### EXERCISE
Copy the listing below line for line, with nothing changed.

### RECORDS TO USE
━━━━

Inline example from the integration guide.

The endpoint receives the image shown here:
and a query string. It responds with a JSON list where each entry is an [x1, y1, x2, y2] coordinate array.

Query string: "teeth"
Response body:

━━━━

### WORKED SOLUTION
Inline example from the integration guide.

The endpoint receives the image shown here:
and a query string. It responds with a JSON list where each entry is an [x1, y1, x2, y2] coordinate array.

Query string: "teeth"
Response body:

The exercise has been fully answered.